Consigne écrite A: D'après le texte sur la présence militaire russe au Sahel, de quel ministère Africa Corps dépend-elle directement ?
Consigne écrite B: Donnez la suite du texte consacré à la réorganisation de la présence militaire russe au Sahel, en reprenant après sa dernière phrase.

Texte du document:

----

Par Olivier d’Auzon
Le retrait de Wagner du Mali ne marque pas la fin de la présence militaire russe, mais sa transformation stratégique. Le Kremlin opère une réorganisation de ses forces à travers l’Africa Corps, nouvelle vitrine officielle de Moscou dans le Sahel. Cette mutation vise à regagner en légitimité, après les scandales qui ont terni l’image de Wagner, tout en conservant une influence militaire décisive dans la région.
Volonté de réétatisation de la présence militaire russe
- Wagner incarnait un modèle hybride : ni totalement privé ni totalement officiel.
- Le Kremlin a décidé de recentraliser ses opérations militaires à l’étranger par le biais d’une structure étatique claire : Africa Corps est directement rattachée au ministère russe de la Défense.
Cela permet de :
– Donner une légitimité internationale à l’intervention,
– Faciliter la coordination diplomatique,
– Mieux contrôler les actions militaires sur le terrain.
Africa Corps vise à éviter les dérapages incontrôlés et les scandales comme ceux de Moura (2022)

----

Données recueillies:
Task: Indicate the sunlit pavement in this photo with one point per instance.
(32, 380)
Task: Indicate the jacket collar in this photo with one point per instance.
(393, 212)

----

Réponse A: Africa Corps est directement rattachée au ministère russe de la Défense.

Réponse B:
L’arrivée d’Africa Corps sur le théâtre malien ne représente pas une simple relève logistique de Wagner, mais la tentative d’une redéfinition de l’empreinte militaire russe en Afrique. Toutefois, cette réorganisation soulève des défis majeurs qui vont bien au-delà de la coordination opérationnelle.
Voici les principaux enjeux à examiner :
Un test de crédibilité pour le Kremlin
Africa Corps agit désormais comme vecteur officiel de l’État russe, contrairement à Wagner, qui relevait d’un modèle hybride – mi-privé, mi-étatique. Ce changement impose une responsabilité accrue au Kremlin : en cas d’échec, les accusations de violations des droits de l’Homme ou d’inefficacité sécuritaire ne seront plus imputées à un acteur opaque comme Wagner, mais directement à Moscou.
C’est donc un test de crédibilité diplomatique et stratégique : la Russie veut démontrer qu’elle est un partenaire alternatif, capable de garantir la sécurité sans l’arrogance néocoloniale perçue chez d’autres puissances.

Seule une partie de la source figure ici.